Text extract
----

28 January 2006 by Ross McLean
Microsoft hold the average user has 4 or more toolbars displayed at any one time. This represents quite a lot of the screen “real-estate”. This is especially pertinent with the advent of “wide screen” type set ups popular on many laptops. A colleague of mine has about 25 rows on display, that’s on a 17″ screen! (well, “wide screen”).
I believe is that many uses pull up a menu bars and end up keeping the whole thing, for just a few of the buttons. But its easy to streamline your toolbars in excel.
Position your mouse somewhere on a toolbar (it’s best if you go for a place where there are no buttons). Right clicking will bring up a context menu, at the very bottom of which is a “Customise” option Click it!
Next click the “Commands” tab, from here you can pick all of you favourite buttons, and simply drag them all on to ONE tool bar. Better than that, you can even drag them on to the Menu bar (which it’s self is a toolbar).
If you can’t find the button you’re looking for, try clicking on the “Toolbars” tab, then checking the tool bar which holds the button you’re after. This displays the toolbar, and you can now drag and drop the button direct from the toolbars on the screen.
Now that’s better, I’ve got my screen back!!!!
Tags: MS, Tips, UI
Categories: General •
No Comments »
15 December 2005 by Ross McLean
This is interesting! mostly I don’t agree with it.

----

Goal of the exercise
Using the post on Excel toolbars, answer:
1. How many toolbars does Microsoft say the average user has displayed at one time?
2. What option is at the very bottom of the menu that right-clicking a toolbar opens?
3. Which tab do you click to pick your favorite buttons?

----

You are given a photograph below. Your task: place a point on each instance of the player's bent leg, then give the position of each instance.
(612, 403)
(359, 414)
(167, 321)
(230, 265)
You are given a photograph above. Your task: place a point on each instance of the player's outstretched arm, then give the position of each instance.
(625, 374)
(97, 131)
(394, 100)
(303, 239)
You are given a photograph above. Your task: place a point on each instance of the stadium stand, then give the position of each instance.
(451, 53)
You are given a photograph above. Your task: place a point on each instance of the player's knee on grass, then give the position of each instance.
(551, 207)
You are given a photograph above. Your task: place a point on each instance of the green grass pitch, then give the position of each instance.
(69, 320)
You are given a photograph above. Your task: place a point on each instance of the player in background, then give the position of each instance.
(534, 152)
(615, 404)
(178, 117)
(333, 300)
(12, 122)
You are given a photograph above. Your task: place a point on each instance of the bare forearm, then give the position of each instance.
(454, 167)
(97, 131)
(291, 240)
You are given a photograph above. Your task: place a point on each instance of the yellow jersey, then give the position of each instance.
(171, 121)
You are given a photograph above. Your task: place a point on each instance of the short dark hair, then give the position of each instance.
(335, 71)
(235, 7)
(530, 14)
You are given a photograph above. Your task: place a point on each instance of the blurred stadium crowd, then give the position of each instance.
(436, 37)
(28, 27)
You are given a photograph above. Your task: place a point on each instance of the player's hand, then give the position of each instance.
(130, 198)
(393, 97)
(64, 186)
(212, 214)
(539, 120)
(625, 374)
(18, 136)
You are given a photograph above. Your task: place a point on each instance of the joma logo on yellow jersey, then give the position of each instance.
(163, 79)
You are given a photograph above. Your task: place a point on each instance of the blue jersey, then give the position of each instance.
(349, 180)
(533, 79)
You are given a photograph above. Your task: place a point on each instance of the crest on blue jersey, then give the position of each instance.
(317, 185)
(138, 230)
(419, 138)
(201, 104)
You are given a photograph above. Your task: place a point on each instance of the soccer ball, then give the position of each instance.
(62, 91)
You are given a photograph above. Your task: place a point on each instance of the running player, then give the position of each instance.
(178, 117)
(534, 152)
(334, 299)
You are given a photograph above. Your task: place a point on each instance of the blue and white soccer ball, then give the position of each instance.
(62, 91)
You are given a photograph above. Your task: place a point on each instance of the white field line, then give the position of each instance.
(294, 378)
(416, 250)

----

The result
1. 4 or more
2. "Customise"
3. The "Commands" tab